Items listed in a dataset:
######
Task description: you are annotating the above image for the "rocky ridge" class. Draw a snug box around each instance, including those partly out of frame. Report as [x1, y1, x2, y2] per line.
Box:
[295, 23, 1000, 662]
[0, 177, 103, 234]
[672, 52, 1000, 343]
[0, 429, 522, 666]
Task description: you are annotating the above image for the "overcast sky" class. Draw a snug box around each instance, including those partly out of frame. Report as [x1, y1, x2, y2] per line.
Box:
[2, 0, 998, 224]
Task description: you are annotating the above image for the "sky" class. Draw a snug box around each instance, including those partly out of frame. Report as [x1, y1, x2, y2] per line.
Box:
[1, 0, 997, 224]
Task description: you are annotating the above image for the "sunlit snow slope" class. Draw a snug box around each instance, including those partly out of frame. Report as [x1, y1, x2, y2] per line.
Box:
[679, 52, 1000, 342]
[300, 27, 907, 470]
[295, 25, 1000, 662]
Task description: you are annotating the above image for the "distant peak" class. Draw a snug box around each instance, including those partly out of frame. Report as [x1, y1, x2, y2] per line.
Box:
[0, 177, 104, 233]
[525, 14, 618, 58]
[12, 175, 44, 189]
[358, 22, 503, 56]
######
Looking at the entries, work out how many lines include the word "Report" and give the number by itself.

5